§ EXERCISE DETAILS
Take the entries below and print all of them exactly, please.

(Stored data entries)

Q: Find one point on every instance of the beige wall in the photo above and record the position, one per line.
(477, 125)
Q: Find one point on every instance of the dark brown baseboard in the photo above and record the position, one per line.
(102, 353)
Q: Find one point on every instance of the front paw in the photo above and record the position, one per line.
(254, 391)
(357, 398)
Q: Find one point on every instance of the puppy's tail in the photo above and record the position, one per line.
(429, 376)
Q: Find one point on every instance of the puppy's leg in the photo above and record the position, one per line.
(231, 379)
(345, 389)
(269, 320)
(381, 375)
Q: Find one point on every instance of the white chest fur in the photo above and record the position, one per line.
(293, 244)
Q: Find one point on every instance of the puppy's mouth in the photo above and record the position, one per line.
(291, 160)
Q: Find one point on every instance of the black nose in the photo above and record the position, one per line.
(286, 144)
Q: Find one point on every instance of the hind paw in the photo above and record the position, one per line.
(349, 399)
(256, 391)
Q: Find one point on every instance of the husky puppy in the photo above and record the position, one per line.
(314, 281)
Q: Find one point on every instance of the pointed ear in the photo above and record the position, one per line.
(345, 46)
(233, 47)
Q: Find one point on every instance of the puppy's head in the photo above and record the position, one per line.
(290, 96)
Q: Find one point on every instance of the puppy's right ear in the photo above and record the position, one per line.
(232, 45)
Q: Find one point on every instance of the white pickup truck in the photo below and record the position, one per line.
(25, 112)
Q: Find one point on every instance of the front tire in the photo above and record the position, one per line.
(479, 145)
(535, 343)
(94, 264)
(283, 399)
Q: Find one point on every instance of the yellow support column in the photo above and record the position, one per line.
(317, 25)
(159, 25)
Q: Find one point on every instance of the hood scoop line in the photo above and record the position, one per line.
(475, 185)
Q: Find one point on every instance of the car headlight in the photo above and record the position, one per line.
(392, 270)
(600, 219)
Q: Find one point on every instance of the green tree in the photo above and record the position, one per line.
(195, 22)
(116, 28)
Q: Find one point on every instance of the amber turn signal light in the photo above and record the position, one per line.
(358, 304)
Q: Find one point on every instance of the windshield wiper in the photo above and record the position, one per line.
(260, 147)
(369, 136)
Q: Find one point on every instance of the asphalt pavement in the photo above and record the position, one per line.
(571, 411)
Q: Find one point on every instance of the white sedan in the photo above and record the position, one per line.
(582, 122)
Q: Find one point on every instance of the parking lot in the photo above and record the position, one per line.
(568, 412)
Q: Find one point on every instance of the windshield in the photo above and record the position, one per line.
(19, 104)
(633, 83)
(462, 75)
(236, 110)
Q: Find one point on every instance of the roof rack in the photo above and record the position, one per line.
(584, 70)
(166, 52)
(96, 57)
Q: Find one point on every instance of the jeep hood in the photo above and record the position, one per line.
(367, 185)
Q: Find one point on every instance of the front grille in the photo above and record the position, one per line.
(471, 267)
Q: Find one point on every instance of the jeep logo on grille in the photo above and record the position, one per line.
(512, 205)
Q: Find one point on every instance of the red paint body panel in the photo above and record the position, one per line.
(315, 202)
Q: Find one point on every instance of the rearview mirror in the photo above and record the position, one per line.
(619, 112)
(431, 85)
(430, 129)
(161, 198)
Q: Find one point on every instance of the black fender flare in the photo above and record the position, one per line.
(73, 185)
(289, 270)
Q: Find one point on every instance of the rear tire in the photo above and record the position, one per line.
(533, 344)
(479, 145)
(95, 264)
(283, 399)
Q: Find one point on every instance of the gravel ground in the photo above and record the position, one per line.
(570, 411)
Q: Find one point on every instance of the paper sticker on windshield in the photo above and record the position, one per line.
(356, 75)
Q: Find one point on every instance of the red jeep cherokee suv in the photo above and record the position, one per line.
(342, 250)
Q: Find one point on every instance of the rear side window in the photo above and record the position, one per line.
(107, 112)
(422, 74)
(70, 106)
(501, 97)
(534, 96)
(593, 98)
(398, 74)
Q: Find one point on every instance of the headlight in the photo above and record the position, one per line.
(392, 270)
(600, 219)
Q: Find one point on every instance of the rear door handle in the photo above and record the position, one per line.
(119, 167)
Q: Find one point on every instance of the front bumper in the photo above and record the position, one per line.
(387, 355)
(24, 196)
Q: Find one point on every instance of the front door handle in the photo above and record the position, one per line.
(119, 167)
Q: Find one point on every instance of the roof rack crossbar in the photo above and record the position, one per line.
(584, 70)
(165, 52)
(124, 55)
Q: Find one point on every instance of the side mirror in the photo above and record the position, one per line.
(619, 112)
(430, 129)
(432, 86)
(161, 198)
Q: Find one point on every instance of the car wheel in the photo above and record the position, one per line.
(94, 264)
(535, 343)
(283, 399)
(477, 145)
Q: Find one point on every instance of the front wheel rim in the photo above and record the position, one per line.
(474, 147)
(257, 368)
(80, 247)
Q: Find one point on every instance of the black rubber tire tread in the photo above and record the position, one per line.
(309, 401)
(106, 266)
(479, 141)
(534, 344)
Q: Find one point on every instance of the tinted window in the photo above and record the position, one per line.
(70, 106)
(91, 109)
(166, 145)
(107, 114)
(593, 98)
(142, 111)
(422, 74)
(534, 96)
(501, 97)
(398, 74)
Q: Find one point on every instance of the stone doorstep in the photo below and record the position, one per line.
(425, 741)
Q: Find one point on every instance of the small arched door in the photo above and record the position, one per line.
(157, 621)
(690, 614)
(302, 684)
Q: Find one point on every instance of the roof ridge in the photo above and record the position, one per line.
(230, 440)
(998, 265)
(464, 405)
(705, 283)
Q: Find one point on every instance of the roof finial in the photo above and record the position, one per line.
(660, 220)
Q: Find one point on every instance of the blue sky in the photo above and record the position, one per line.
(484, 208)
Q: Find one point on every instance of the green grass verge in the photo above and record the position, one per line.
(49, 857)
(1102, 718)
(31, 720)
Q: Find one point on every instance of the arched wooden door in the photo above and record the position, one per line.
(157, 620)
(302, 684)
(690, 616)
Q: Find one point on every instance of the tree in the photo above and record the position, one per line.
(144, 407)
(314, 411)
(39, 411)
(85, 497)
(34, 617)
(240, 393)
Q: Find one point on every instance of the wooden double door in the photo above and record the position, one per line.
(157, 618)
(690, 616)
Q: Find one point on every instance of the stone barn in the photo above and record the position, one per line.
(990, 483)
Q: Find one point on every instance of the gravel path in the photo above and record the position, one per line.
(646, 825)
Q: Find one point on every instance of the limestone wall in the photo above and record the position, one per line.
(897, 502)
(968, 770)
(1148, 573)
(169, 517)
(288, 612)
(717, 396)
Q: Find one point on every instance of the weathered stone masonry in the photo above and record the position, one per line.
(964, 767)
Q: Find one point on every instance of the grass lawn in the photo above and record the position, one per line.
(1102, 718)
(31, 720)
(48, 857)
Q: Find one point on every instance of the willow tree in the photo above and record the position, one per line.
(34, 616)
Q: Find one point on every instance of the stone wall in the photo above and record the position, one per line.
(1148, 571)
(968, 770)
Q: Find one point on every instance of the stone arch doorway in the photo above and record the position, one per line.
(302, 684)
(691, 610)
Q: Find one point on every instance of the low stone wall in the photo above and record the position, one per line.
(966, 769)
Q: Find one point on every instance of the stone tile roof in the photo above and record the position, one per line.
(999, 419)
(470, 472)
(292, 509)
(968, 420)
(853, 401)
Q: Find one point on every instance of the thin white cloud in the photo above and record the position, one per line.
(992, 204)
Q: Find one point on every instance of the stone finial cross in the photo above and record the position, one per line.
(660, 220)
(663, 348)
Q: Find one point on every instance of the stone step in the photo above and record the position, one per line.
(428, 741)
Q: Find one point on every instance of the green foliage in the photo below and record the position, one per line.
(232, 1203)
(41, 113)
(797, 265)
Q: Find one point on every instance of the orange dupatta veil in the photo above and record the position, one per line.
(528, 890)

§ RESPONSE
Q: Find one point on every instance of the beige wall in the photo above and record the position, one per line.
(477, 125)
Q: Find one point on every instance of the dark brown baseboard in the photo above and record the position, one per line.
(102, 353)
Q: Find one point on every instance of the front paw in the photo above and record the position, one per line.
(254, 391)
(357, 398)
Q: Find one point on every instance of the puppy's tail in the photo above and record the position, one per line.
(429, 376)
Q: Find one point on every instance of the puppy's leg in the photo above and record the position, one per line.
(231, 379)
(345, 389)
(269, 320)
(381, 375)
Q: Find one point on every instance of the white chest fur in the photo above and record the position, one per line.
(293, 244)
Q: Find one point on every instance of the puppy's mouth in the photo above and record the position, one per line.
(291, 160)
Q: Find one point on every instance of the black nose in the photo above and record the position, one per line.
(286, 144)
Q: Find one point on every instance of the hind paw in the photo above and record the position, one per line.
(349, 399)
(256, 391)
Q: Find one point on every instance of the husky puppy in the photo above and record the position, one per line.
(314, 281)
Q: Find one point on every instance of the pointed ear in the photo above and record the position, one per line.
(345, 46)
(233, 47)
Q: Find one point on every instance of the puppy's head in the photo above and record the position, one per line.
(290, 96)
Q: Find one point on every instance of the puppy's right ear in the photo above and record the position, one per line.
(232, 45)
Q: Find one point on every instance of the white pickup truck in the photo below and record the position, one per line.
(25, 112)
Q: Find one point on every instance of the front tire in the photo above and record the position, one per line.
(479, 145)
(535, 343)
(94, 264)
(283, 399)
Q: Find one point on every instance of the yellow support column in the photo above and record the position, one per line.
(317, 25)
(159, 25)
Q: Find one point on every instance of the hood scoop line in the photo above and record the position, one per line.
(475, 185)
Q: Find one point on every instance of the car headlight in the photo above and record the position, one per line.
(392, 270)
(600, 219)
Q: Find one point on every instance of the green tree in the photo above and record the position, one per line.
(195, 22)
(116, 28)
Q: Find one point on every instance of the amber turn signal light in the photo above and record the position, one per line.
(358, 304)
Q: Find one point on every instance of the windshield wiper in the photo above and record the position, one per line.
(260, 147)
(369, 136)
Q: Find one point on every instance of the asphalt pavement in the photo above and record the position, one per line.
(571, 411)
Q: Find one point on every instance of the white sedan in the photo above and record the position, one per line.
(582, 122)
Q: Find one point on every instance of the parking lot in the photo above and record the position, one per line.
(568, 412)
Q: Find one point on every instance of the windshield in the photo above and record the position, one per line.
(19, 104)
(633, 83)
(462, 75)
(236, 110)
Q: Find one point on every instance of the roof rack in the photo above and record the position, one per line.
(584, 70)
(166, 52)
(96, 57)
Q: Find one point on every instance of the jeep hood in the photo above and record the position, one per line.
(367, 185)
Q: Find one point on every instance of the front grille in the photo above and record the position, one per line.
(471, 267)
Q: Find one point on every instance of the jeep logo on grille in the photo above and record the position, one per line.
(512, 205)
Q: Find one point on every instance of the red paint body panel in the photo above and record the position, one per line.
(315, 202)
Q: Find one point on every instance of the rearview mirror in the photo above and record the position, one per line.
(619, 112)
(431, 85)
(430, 129)
(161, 198)
Q: Find one point on every instance of the black fender flare in the photo above and record the position, one per line.
(73, 185)
(289, 270)
Q: Find one point on every instance of the rear tire in the photo above and record the position, one per line.
(533, 344)
(479, 145)
(95, 264)
(283, 399)
Q: Find one point on every instance of the gravel ground in the photo above and record the position, one per line.
(570, 411)
Q: Find one point on every instance of the paper sticker on windshield in the photo above and record the position, one per line.
(356, 75)
Q: Find one point on every instance of the red jeep cherokee suv in the photo above and record the position, one per line.
(342, 250)
Q: Find one point on every instance of the rear side window in the photo above and record the position, one per line.
(107, 112)
(422, 74)
(70, 106)
(501, 97)
(534, 96)
(593, 98)
(398, 74)
Q: Find one point on every instance of the headlight in the photo above and record the position, one per line.
(392, 270)
(600, 219)
Q: Find one point on every instance of the rear door handle in the photo above and record the position, one per line.
(119, 167)
Q: Find one point on every instance of the front bumper in the photo above and record the position, one per line.
(387, 355)
(24, 196)
Q: Find one point on every instance of the front door handle in the photo above and record the position, one per line.
(119, 167)
Q: Find one point on every instance of the roof rack crossbar in the photo above and record the position, one per line.
(584, 70)
(165, 52)
(124, 55)
Q: Find one point on every instance of the side mirror in the photo above and record the position, one per line.
(619, 112)
(430, 129)
(432, 86)
(161, 198)
Q: Find one point on every instance of the car wheel in the photo above and record the position, one per line.
(94, 264)
(535, 343)
(283, 399)
(477, 145)
Q: Find one point on every instance of the front wheel rim in the photo above and record the position, one per line.
(474, 147)
(257, 368)
(80, 247)
Q: Find one point on every instance of the black rubber tire tread in the photo above and record the position, one per line.
(309, 401)
(106, 266)
(479, 141)
(534, 344)
Q: Find one point on every instance of the tinted window in the photo above and record the position, one per line.
(70, 106)
(91, 109)
(166, 145)
(107, 114)
(593, 98)
(142, 111)
(422, 74)
(534, 96)
(501, 97)
(398, 74)
Q: Find one point on every instance of the stone doorstep in the photo below and record the position, one per line.
(425, 741)
Q: Find one point on every instance of the small arched door in the photo above and record the position, one per line.
(157, 621)
(690, 614)
(302, 684)
Q: Find one point on every instance of the roof ridge in the photo above and record the position, one per line.
(230, 440)
(998, 265)
(464, 405)
(705, 283)
Q: Find one point on every instance of the roof finial in the photo above and record the position, one per line.
(660, 220)
Q: Find one point on every instance of the blue sky in the photo above and record the position, one per line.
(484, 208)
Q: Find one point on every instance of the green grass verge in the photo above and record the position, one per line.
(49, 857)
(1102, 718)
(31, 720)
Q: Find one point on every instance of the arched wooden door in the photo above and record the position, one per line.
(157, 620)
(302, 684)
(690, 616)
Q: Find one point on every instance of the tree in the photo above and record the position, one per line.
(144, 407)
(314, 411)
(39, 411)
(85, 497)
(34, 617)
(240, 393)
Q: Find one point on every instance of the wooden double door in the photo above and record the position, one per line.
(157, 618)
(690, 616)
Q: Find one point on every instance of the stone barn in the photo above and record the position, one per line.
(990, 483)
Q: Find one point on every instance of the gravel path in the photo above and record the position, one per line.
(646, 825)
Q: Find one point on every instance of the limestone wall in the photo above and record the position, one per line.
(897, 502)
(968, 770)
(1148, 573)
(169, 517)
(288, 612)
(717, 396)
Q: Find one point on every instance of the weathered stone masonry in the photo above and record the position, one per line.
(964, 767)
Q: Find one point on every instance of the grass lawn in the photo above and record the position, one per line.
(1102, 718)
(31, 720)
(48, 857)
Q: Find one point on every instance of the willow tree in the photo above and record the position, one per line.
(34, 616)
Q: Find one point on every instance of the stone wall in the photo above and record the position, one per line.
(1148, 571)
(968, 770)
Q: Find one point on every instance of the stone arch doorway in the photo above and record the position, one per line.
(302, 684)
(691, 610)
Q: Find one point on every instance of the low stone wall in the photo above and record the position, one per line.
(966, 769)
Q: Find one point on every instance of the stone tile roof in the photo above and record the position, one per line.
(999, 419)
(470, 472)
(292, 509)
(968, 420)
(853, 401)
Q: Find one point on every instance of the thin white cloud in the photo above and record the position, one per line.
(992, 204)
Q: Find one point on every instance of the stone finial cross in the photo above and record the position, one per line.
(660, 220)
(663, 348)
Q: Find one point on every instance of the stone step in the photo above and record the position, one per line.
(428, 741)
Q: Find one point on every instance of the green foliage in the photo below and record the position, one per line.
(232, 1203)
(41, 113)
(797, 265)
Q: Find one point on every instance of the orange dupatta veil in the photo above and record the position, one per line.
(528, 890)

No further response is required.